-- Begin Data extract --

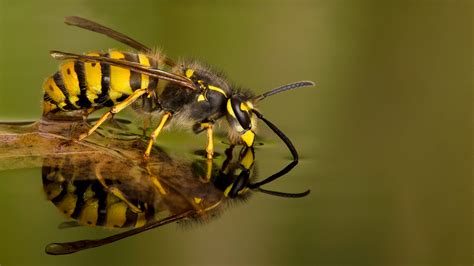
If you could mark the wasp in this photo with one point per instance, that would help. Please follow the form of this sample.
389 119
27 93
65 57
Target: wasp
187 92
104 193
103 183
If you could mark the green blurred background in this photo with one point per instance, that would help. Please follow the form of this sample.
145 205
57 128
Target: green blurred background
385 138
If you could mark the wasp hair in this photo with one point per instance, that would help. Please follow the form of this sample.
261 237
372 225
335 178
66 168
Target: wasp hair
283 88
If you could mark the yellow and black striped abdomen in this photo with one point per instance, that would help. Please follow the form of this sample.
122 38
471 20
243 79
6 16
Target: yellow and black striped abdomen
84 85
89 203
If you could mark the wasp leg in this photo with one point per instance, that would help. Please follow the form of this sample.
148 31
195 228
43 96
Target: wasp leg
210 142
155 134
115 109
116 192
71 247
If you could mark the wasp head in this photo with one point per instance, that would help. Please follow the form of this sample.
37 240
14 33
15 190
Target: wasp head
241 119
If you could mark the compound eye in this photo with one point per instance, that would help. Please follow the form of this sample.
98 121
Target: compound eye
242 115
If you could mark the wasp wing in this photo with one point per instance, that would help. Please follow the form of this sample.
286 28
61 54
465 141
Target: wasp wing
96 27
136 67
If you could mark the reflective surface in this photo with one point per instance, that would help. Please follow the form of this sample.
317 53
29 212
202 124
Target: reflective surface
385 137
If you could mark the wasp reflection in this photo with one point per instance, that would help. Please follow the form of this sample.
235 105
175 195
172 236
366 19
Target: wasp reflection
105 182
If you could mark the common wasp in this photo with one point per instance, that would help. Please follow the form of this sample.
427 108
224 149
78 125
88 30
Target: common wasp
102 182
188 92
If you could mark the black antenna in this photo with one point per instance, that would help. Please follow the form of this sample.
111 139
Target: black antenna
283 171
283 194
283 88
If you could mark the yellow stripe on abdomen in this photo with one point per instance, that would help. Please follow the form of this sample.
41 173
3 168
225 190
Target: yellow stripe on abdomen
116 214
93 74
119 78
143 59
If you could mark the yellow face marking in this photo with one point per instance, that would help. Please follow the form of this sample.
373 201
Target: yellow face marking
189 72
227 190
93 75
249 105
214 88
116 214
143 59
248 160
53 91
119 78
201 98
244 107
68 204
71 81
248 137
229 109
243 191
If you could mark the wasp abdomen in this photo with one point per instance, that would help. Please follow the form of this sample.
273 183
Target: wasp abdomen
84 85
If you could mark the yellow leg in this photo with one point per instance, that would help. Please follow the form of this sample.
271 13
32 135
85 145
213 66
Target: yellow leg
155 134
210 143
115 109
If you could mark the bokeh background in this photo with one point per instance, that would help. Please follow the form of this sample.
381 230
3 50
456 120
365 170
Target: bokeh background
385 137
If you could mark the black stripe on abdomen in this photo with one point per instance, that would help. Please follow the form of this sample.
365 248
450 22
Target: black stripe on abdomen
135 78
103 98
83 100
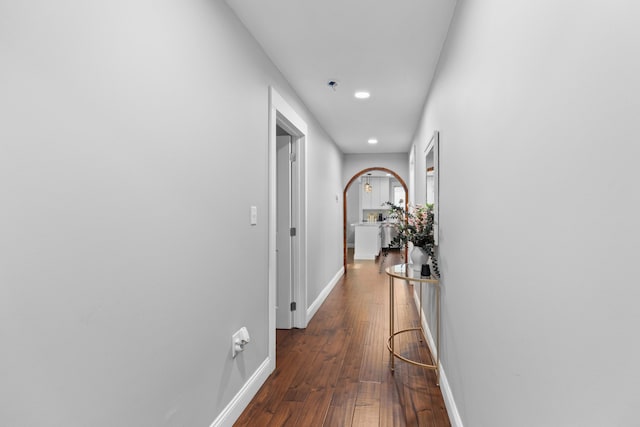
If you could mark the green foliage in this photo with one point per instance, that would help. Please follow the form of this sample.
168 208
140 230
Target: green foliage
414 225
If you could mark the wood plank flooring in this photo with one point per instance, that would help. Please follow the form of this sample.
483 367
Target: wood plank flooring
336 371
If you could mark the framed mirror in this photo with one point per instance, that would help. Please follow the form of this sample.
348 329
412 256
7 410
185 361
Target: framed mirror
431 164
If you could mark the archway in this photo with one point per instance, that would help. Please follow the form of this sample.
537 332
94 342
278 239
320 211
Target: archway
344 205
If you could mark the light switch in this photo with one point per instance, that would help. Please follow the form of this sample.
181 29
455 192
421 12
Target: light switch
254 215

-- End Data extract --

__Task goal__. Repeat exactly the lines above, from the line containing "If you could mark the black stripe" through the last line of the records, inclusive; omit any pictures.

__Solution__.
If you could mark the black stripe on abdomen in this photo with one point per instance, that would help. Please follow the form of this sample.
365 248
450 22
Target: black stripe on abdomen
135 78
103 98
83 100
If you could mark the green foliage in this photo with one point per instance, that would help. Please follow the form of this sample.
168 208
140 230
Target: green foliage
414 225
If you could mark the wood plank flooring in this photo with one point per instance, that would help. Please follow the form of this sample.
483 367
Target: wood plank flooring
336 371
If you could mark the framed mirror in this photo with one point per instance, that would help. Please follow the form of this sample.
348 329
412 256
7 410
185 361
Target: framed mirror
431 164
If you could mark the archway in this photo with one point per instance, that would help. Please follow the form of this sample.
537 332
94 342
278 239
320 211
Target: archway
344 205
If you could mark the light switch in this photo with one point per instance, that would help. Please follow the form of this sample.
181 29
455 192
421 12
Target: light switch
254 215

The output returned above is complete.